◆ **Problem statement**
According to the album review, who is Haptic's rotating fourth member this time?

* begin Excerpted text *

A Closer Listen
This is an album for late nights, when all is still and even minute noises are amplified. A panacea to the din of the outside world, ten years under the earth exudes patience and wonder. It’s a fine return for Haptic, the trio with a rotating fourth ~ this time Tim Barnes, who introduced the other players to Louisville, Kentucky’s “honeycomb of caves.”
The field recording aspect is first and foremost: water dripping from stalactites, the unidentified rustling of creatures scurrying away from the light. The cavern is generously reverberant, a natural recording space that may once have served as a prison. Descending into the abyss, the four players carry their humble instruments – shortwave radio, cymbal, bell, drum – and enter into conversation with the cave. This is no ordinary concert, but a private pas de deux, an experience of listening and reflecting. The music is molded around the preexisting echoes. Glass and metal sing to stone, water and dirt.

* end Excerpted text *
* begin Given information *

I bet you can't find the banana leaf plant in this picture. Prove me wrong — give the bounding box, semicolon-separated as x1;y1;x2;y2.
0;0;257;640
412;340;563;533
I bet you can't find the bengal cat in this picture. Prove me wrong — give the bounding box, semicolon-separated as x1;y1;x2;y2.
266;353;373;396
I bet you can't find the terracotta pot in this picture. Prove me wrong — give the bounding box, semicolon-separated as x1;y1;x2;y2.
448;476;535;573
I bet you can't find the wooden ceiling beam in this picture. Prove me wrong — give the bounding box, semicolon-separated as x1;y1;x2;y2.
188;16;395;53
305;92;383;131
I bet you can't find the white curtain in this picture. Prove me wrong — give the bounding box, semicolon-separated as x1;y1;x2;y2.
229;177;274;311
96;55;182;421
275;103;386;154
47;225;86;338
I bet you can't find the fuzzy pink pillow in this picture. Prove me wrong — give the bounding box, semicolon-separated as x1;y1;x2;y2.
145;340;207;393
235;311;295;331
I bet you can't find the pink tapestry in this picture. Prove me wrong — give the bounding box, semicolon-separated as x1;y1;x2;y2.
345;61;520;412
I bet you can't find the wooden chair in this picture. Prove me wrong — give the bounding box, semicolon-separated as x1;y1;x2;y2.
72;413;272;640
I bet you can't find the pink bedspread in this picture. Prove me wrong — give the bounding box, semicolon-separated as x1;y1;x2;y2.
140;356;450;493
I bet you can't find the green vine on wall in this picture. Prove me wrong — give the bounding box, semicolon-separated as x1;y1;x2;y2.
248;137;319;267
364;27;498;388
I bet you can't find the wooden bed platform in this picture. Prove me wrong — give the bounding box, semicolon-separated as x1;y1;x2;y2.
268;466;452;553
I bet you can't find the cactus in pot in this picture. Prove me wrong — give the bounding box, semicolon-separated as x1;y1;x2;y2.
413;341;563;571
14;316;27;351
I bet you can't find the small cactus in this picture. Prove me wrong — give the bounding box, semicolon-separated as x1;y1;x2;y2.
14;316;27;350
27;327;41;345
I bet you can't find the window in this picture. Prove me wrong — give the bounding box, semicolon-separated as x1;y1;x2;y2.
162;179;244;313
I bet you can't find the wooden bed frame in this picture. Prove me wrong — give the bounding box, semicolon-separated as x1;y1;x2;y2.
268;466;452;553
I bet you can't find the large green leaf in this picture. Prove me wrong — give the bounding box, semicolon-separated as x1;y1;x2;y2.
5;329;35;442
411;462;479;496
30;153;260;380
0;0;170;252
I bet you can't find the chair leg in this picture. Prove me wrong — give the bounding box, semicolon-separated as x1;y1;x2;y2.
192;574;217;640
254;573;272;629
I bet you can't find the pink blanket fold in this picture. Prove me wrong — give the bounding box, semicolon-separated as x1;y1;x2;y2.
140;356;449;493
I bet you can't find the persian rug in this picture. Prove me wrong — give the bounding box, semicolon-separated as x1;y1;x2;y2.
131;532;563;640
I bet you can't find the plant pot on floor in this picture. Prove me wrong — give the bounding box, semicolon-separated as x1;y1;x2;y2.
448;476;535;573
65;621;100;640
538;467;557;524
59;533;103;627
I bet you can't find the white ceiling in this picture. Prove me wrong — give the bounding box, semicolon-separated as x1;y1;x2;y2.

* end Given information *

◆ **Answer to this exercise**
Tim Barnes